◆ **Written instruction**:
Output all of the data below exactly as given.

:: Records shown ::

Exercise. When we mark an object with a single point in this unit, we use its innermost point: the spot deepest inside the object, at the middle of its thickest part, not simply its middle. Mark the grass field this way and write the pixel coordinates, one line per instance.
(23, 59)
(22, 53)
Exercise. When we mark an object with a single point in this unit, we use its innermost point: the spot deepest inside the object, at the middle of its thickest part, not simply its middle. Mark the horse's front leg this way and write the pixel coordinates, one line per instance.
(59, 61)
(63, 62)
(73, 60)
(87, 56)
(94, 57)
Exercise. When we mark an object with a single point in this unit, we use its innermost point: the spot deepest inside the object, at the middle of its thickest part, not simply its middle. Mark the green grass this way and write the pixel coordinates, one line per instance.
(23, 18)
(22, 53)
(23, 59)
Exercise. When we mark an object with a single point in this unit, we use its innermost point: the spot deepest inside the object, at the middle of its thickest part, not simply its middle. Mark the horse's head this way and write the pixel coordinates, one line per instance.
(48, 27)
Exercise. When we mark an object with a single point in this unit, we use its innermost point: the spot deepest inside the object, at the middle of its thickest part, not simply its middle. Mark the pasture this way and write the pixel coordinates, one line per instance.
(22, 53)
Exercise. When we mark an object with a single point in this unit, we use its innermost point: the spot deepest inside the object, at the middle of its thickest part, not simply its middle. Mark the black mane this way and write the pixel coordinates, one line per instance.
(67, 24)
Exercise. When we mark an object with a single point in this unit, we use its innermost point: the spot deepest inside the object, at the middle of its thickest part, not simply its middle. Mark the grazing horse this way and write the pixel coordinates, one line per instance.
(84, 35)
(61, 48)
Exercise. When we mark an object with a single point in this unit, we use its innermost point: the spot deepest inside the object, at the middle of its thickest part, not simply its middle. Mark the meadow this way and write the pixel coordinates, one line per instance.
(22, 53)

:::

◆ **Full output**:
Exercise. When we mark an object with a single point in this unit, we use its innermost point: the spot deepest inside the object, at the middle of its thickest part, not simply its middle. Mark the grass field this way and write the pixel coordinates, one line per instance.
(23, 59)
(22, 53)
Exercise. When we mark an object with a single point in this unit, we use its innermost point: the spot deepest inside the object, at the middle of its thickest part, not simply its middle. Mark the horse's front leg this way and write the pixel coordinates, one line per instance.
(59, 61)
(63, 62)
(73, 60)
(87, 56)
(94, 57)
Exercise. When we mark an object with a single point in this unit, we use its innermost point: the spot deepest inside the object, at the middle of its thickest part, not simply its middle. Mark the green grass this way and write the pixel coordinates, one line per instance.
(23, 18)
(22, 53)
(23, 59)
Exercise. When we mark an object with a single point in this unit, we use its innermost point: the spot deepest inside the object, at the middle of its thickest part, not simply its middle. Mark the horse's head this way and write the pixel coordinates, one line per instance.
(48, 27)
Exercise. When we mark an object with a single point in this unit, we use its innermost point: the spot deepest inside the object, at the middle of its thickest part, not simply its middle. Mark the pasture this way and write the pixel coordinates, one line per instance.
(22, 53)
Exercise. When we mark an object with a single point in this unit, we use its innermost point: the spot deepest inside the object, at the middle of its thickest part, not simply its middle. Mark the black mane this way and write the pixel coordinates, one line per instance.
(67, 24)
Exercise. When we mark an object with a single point in this unit, we use its innermost point: the spot deepest inside the object, at the middle of its thickest part, not simply its middle. Mark the grazing horse this way and write the pixel coordinates, one line per instance.
(84, 35)
(61, 48)
Exercise. When we mark an object with a single point in this unit, we use its innermost point: the spot deepest inside the object, at the middle of its thickest part, not simply its middle. Mark the meadow this way and write the pixel coordinates, one line per instance.
(22, 53)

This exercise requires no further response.